[Saved entries]

###

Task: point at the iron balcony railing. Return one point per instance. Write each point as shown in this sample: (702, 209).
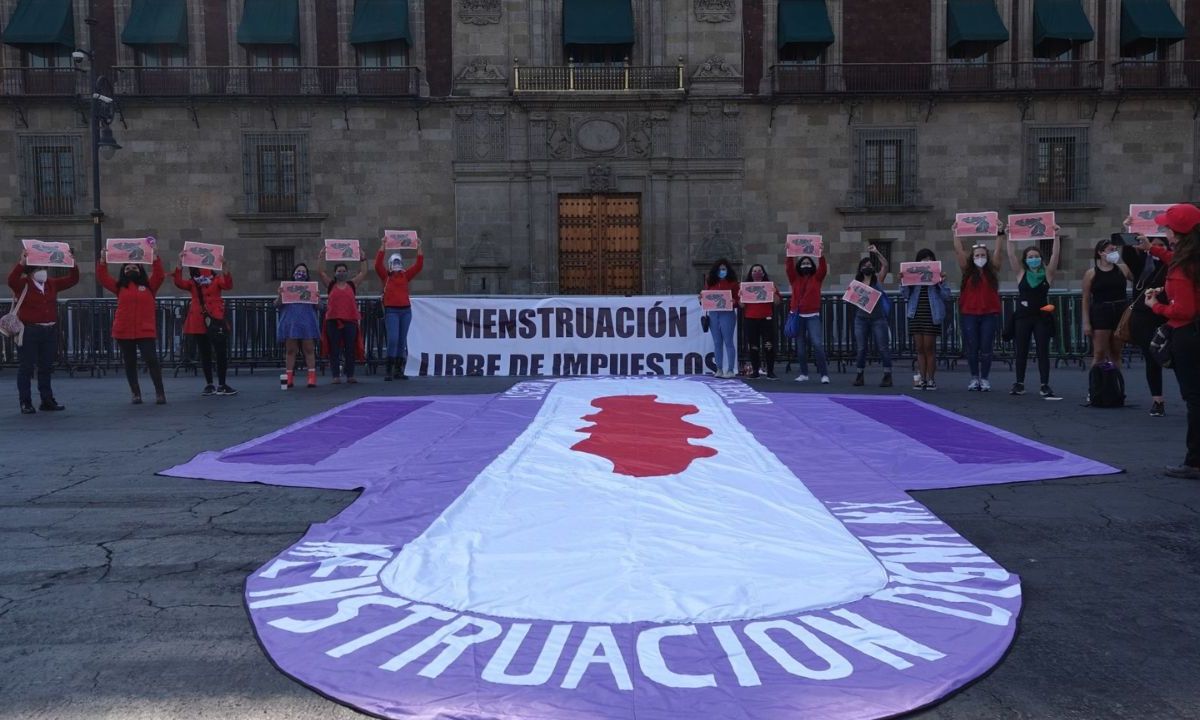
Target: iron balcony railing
(898, 78)
(575, 77)
(275, 82)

###

> _EXERCISE_: Rewrite the data above with every "iron balcony railing" changed to "metal balcony railing" and nothing else altered. Leave the pictures out of your answer.

> _REPLY TO THE TASK_:
Task: point at the metal balcony railing. Return one point per instance. Write each point as shown in this sample: (702, 209).
Target: metal balcony railing
(898, 78)
(575, 77)
(275, 82)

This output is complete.